• Selection
───
Horsham Township is a home rule municipality in Montgomery County, Pennsylvania, United States. Horsham is a home rule municipality located in central Montgomery County, Pennsylvania, 10 miles north of downtown Philadelphia. The township, incorporated in 1717, is one of the oldest original municipalities in Montgomery County. Although it retains the word "Township" in its official name, it has been governed by a Home Rule Charter since 1975 and is therefore not subject to the Pennsylvania Township Code.[1] The population was 26,147 at the 2010 census.

Horsham Township is made up of several community areas including Horsham (19044) and portions of the Hatboro (19040), Ambler (19002), Chalfont (18914) and North Wales (19454) ZIP codes.

History[edit]

Keith House

Horsham Township is named after the town of Horsham in Sussex in the South of England. Horsham is one of several townships in Montgomery County whose name and size were determined by master survey lines drawn by William Penn's engineers as they first plotted this part of the colony for sale and settlement. Parallel lines, projected at intervals of a mile and a half and extending in a northwesterly direction from settlements along the Delaware, served not only as base lines for measurement of individual land grants but also as courses for future highways. County Line Road, Horsham Road, and Welsh Road are examples of highways so laid out. The effect of these survey lines upon the development pattern of Eastern Montgomery County is very much in evidence today.
───
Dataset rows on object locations
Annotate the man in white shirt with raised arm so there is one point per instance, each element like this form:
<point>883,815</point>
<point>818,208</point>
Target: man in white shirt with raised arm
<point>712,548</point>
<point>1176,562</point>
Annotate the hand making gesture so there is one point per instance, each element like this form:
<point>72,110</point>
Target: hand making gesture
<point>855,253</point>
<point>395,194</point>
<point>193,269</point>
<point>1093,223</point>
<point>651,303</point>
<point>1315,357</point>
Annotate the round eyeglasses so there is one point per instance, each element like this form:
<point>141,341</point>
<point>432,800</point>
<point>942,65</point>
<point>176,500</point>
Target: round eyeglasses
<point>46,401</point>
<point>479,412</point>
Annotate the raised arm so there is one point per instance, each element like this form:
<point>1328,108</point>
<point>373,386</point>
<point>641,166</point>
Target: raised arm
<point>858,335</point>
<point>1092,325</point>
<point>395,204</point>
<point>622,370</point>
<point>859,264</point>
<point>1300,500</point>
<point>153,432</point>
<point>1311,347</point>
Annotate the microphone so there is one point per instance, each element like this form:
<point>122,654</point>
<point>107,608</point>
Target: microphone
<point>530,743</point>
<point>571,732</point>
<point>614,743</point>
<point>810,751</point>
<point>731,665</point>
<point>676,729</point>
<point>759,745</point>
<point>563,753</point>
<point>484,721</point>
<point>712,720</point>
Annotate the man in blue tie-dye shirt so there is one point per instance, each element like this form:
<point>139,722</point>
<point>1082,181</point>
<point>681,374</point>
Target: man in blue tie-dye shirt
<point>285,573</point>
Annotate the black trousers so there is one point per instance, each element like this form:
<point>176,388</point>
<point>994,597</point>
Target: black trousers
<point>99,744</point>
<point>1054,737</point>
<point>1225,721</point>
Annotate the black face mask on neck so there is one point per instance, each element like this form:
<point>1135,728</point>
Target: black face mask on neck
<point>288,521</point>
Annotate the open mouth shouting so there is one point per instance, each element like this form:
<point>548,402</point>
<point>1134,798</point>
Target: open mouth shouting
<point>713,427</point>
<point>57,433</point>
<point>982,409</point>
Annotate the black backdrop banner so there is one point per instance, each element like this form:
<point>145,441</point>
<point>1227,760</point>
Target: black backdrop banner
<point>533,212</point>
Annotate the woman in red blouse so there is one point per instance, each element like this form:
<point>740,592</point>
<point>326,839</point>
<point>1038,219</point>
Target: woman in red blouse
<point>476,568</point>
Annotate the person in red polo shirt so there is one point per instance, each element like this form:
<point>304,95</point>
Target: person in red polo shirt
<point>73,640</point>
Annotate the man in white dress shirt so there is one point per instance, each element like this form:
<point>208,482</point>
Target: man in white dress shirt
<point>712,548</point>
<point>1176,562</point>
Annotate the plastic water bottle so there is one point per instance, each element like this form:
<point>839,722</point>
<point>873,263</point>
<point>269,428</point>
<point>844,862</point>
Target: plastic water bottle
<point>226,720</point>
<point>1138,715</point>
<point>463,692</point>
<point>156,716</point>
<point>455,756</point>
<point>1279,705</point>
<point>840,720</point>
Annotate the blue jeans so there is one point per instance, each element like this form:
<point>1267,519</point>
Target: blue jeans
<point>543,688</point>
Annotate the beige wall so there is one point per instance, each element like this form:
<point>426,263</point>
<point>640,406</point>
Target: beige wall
───
• Task instructions
1. Copy out everything in the Horsham Township text from "Horsham Township is made" down to "(19454) ZIP codes.".
2. List each ZIP code mentioned in the Horsham Township text, with the community area it is given for.

• Answers per task
1.
Horsham Township is made up of several community areas including Horsham (19044) and portions of the Hatboro (19040), Ambler (19002), Chalfont (18914) and North Wales (19454) ZIP codes.

2.
Horsham: 19044
Hatboro: 19040
Ambler: 19002
Chalfont: 18914
North Wales: 19454